» Vorliegender Text
---

Das war für mich als Kind sehr beängstigend. Ich erinnere mich, dass ich mit sieben Jahren mit Schuhen schlief, um mich darauf vorzubereiten, dass unser Haus nach Protesten von Soldaten durchsucht werden könnte. Aber ich hatte nicht nur Angst, sondern verstand auch, dass wir keine andere Möglichkeit haben. Wenn wir nicht kämpfen, werden wir von unserem Land vertrieben werden und unsere Gemeinschaft verlieren. Die Unausweichlichkeit unseres Kampfes half irgendwie gegen die Angst.


Basel und Hamdan, vor dem 7. Oktober war 2023 das bisher gewalttätigste Jahr, was Angriffe von Siedlern auf Palästinenser im Westjordanland anbelangt: 10 Palästinenser wurden getötet und bei mehr als 1.200 gewalttätigen Vorfällen wurden Häuser und Autos in Brand gesetzt. Nach den letzten Wochen zu urteilen, wird das Jahr 2024 wahrscheinlich noch gewalttätiger werden. Wie würden Sie die Interaktionen zwischen Palästinensern, den IDF und israelischen Siedlern beschreiben?

Das Jahr 2024 hat bereits begonnen, und es ist unglaublich schwierig. Gruppen bewaffneter Siedlermilizen haben begonnen, Straßensperren in der Nähe unserer Häuser zu errichten und in Dörfer einzudringen, um Menschen zu vertreiben. Auf diese Weise wurde mein Cousin erschossen (Basel). Einige dieser Siedler ziehen sich dabei Armeeuniformen an, während andere 
tatsächlich Soldaten sind - und es ist unmöglich, das zu erkennen.

---

» Aufgabenstellung
(A) Beantworte anhand des Interviewauszugs über die Gewalt im Westjordanland diese Fragen:
(i) In welchem Alter schlief die erzählende Person mit Schuhen?
(ii) Wie viele Palästinenser wurden laut der Interviewfrage im Jahr 2023 vor dem 7. Oktober getötet?
(iii) Was errichten bewaffnete Siedlermilizen in der Nähe der Häuser?
(B) Fasse im Interviewauszug über die Gewalt im Westjordanland den Absatz, der mit „Das war für mich als Kind“ beginnt, kürzer zusammen, ohne seine wesentlichen Fakten zu verlieren.
(C) Schreibe den Interviewauszug über die Gewalt im Westjordanland im Anschluss an seinen letzten Satz weiter.

---

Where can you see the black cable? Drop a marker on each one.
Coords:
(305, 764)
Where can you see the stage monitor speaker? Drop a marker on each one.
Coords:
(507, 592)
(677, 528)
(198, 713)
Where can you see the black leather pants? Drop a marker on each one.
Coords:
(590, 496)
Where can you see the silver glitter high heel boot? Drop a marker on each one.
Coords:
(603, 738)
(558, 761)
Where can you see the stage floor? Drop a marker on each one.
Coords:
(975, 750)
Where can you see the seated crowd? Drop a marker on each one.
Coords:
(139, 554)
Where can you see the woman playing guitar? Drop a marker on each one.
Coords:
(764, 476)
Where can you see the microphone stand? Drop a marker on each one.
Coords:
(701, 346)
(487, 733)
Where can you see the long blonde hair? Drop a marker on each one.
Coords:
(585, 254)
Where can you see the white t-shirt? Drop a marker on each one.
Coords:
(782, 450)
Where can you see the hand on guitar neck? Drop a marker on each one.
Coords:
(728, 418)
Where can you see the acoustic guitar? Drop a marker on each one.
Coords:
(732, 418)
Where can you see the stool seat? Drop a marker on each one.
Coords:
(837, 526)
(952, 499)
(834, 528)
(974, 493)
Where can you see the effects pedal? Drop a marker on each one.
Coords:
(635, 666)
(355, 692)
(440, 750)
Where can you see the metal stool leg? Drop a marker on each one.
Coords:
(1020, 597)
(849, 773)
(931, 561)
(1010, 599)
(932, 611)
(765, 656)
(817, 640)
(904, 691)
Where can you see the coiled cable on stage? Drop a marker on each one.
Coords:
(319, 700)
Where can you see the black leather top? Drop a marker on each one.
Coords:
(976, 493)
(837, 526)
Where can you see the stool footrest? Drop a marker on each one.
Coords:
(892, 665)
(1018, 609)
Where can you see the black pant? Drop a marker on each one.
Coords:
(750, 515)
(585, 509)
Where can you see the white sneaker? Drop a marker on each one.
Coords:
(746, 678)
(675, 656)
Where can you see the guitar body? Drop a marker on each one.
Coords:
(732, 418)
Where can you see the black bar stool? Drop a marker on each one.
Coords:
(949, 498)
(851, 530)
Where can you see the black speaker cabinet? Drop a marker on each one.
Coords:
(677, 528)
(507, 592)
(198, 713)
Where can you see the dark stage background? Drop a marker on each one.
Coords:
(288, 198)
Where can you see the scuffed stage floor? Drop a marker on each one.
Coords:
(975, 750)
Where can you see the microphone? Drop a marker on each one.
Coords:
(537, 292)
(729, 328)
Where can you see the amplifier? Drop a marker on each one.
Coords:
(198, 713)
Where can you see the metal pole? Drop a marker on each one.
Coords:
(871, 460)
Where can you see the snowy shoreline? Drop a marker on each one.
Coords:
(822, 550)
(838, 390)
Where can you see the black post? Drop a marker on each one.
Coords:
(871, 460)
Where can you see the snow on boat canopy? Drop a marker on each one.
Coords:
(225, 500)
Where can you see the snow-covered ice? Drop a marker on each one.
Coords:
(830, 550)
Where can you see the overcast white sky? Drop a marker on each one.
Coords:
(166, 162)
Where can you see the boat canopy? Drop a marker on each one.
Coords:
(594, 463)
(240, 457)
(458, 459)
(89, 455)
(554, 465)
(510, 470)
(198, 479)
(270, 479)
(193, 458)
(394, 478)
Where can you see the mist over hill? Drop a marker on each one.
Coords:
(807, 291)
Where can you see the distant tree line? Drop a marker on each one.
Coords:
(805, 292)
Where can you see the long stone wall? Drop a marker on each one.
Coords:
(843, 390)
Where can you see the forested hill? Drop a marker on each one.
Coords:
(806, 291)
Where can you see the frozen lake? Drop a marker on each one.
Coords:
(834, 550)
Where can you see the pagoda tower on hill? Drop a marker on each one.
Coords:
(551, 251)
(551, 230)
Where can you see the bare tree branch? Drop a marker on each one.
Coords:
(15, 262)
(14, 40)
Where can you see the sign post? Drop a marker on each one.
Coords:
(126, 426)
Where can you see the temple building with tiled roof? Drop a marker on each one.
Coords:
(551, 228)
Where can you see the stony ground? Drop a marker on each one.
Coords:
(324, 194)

---

» Die Antworten
(A)
(i) Mit sieben Jahren.
(ii) 10 Palästinenser.
(iii) Straßensperren.

(B) Als Kind hatte ich große Angst. Mit sieben Jahren schlief ich mit Schuhen, weil Soldaten nach Protesten unser Haus durchsuchen könnten. Ich verstand aber auch, dass wir keine andere Möglichkeit haben. Ohne Kampf würden wir von unserem Land vertrieben und verlören unsere Gemeinschaft. Diese Unausweichlichkeit half gegen die Angst.

(C)
Nach dem 7. Oktober hat das Militär selbst Tausende von Siedlern für "spezielle Siedlerbataillone" rekrutiert, und es wird regelmäßig dokumentiert, dass Soldaten Angriffe von Siedlern im Westjordanland unterstützen oder ignorieren, wenn diese stattfinden. Zwischen den beiden Parteien besteht eine enge Zusammenarbeit. Während der Krieg in Gaza weitergeht, werden auch im Westjordanland massenhaft Häuser abgerissen, und sowohl Siedler als auch Soldaten nutzen die "Gelegenheit", um uns gewaltsam zu vertreiben.

Da wir unter militärischer Besatzung ohne Staats- und Wahlrecht leben, müssen wir, wenn wir von Israelis angegriffen werden, zu den israelischen Polizeistationen gehen. Diese Stationen befinden sich in den Siedlungen und werden von Siedlern verwaltet.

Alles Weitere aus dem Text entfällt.